* BEGIN Source *
Use dev_queue_xmit() for the XMIT_NEIGH case. Store the interface index
of the real device behind the vlan/pppoe device, this introduces  an
extra lookup for the real device in the xmit path because rt->dst.dev
provides the vlan/pppoe device.

XMIT_NEIGH now looks more similar to XMIT_DIRECT but the check for stale
dst and the neighbour lookup still remain in place which is convenient
to deal with network topology changes.

Note that nft_flow_route() needs to relax the check for _XMIT_NEIGH so
the existing basic xfrm offload (which only works in one direction) does
not break.

Signed-off-by: Pablo Neira Ayuso <pablo@netfilter.org>
---
 include/net/netfilter/nf_flow_table.h |  1 +
 net/netfilter/nf_flow_table_core.c    |  1 +
 net/netfilter/nf_flow_table_ip.c      | 87 ++++++++++++++++-----------
 net/netfilter/nf_flow_table_path.c    |  7 +--
 4 files changed, 57 insertions(+), 39 deletions(-)
* END Source *
* BEGIN Raw data *
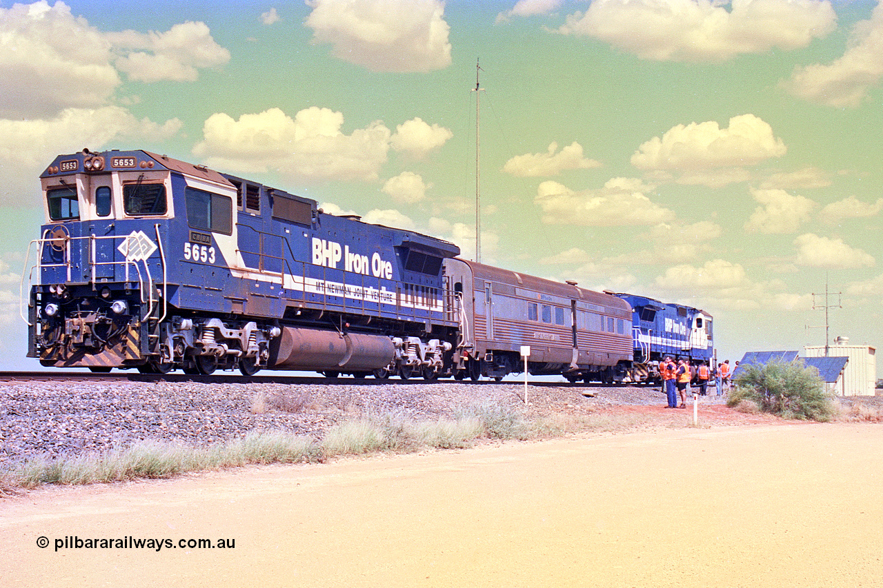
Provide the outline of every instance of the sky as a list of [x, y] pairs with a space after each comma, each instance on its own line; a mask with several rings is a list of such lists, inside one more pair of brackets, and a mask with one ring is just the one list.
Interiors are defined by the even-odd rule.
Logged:
[[478, 193], [482, 262], [702, 308], [721, 360], [825, 344], [825, 306], [883, 345], [876, 2], [0, 2], [0, 369], [39, 367], [38, 177], [84, 147], [468, 259]]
* END Raw data *
Tasks to perform:
1. In the netfilter flow table patch above, which function is now used for the XMIT_NEIGH case?
2. Continue the netfilter flow table patch above from where it stops.

Task answers:
1. dev_queue_xmit()

2.
diff --git a/include/net/netfilter/nf_flow_table.h b/include/net/netfilter/nf_flow_table.h
index e9f72d2558e9..efede742106c 100644
--- a/include/net/netfilter/nf_flow_table.h
+++ b/include/net/netfilter/nf_flow_table.h
@@ -140,6 +140,7 @@ struct flow_offload_tuple {
 	u16				mtu;
 	union {
 		struct {
+			u32		ifidx;
 			struct dst_entry *dst_cache;
 			u32		dst_cookie;
 		};
diff --git a/net/netfilter/nf_flow_table_core.c b/net/netfilter/nf_flow_table_core.c
index 9441ac3d8c1a..98d7b3708602 100644
--- a/net/netfilter/nf_flow_table_core.c
+++ b/net/netfilter/nf_flow_table_core.c
@@ -132,6 +132,7 @@ static int flow_offload_fill_route(struct flow_offload *flow,
 		break;
 	case FLOW_OFFLOAD_XMIT_XFRM:
 	case FLOW_OFFLOAD_XMIT_NEIGH:
+		flow_tuple->ifidx = route->tuple[dir].out.ifindex;
 		flow_tuple->dst_cache = dst;
 		flow_tuple->dst_cookie = flow_offload_dst_cookie(flow_tuple);
 		break;
diff --git a/net/netfilter/nf_flow_table_ip.c b/net/netfilter/nf_flow_table_ip.c
index 8cd4cf7ae211..8b74fb34998e 100644
--- a/net/netfilter/nf_flow_table_ip.c
+++ b/net/netfilter/nf_flow_table_ip.c
@@ -333,19 +333,18 @@ static void nf_flow_encap_pop(struct sk_buff *skb,
 	}
 }
 
+struct nf_flow_xmit {
+	const void		*dest;
+	const void		*source;
+	struct net_device	*outdev;
+};
+
 static unsigned int nf_flow_queue_xmit(struct net *net, struct sk_buff *skb,
-				       const struct flow_offload_tuple_rhash *tuplehash,
-				       unsigned short type)
+				       struct nf_flow_xmit *xmit)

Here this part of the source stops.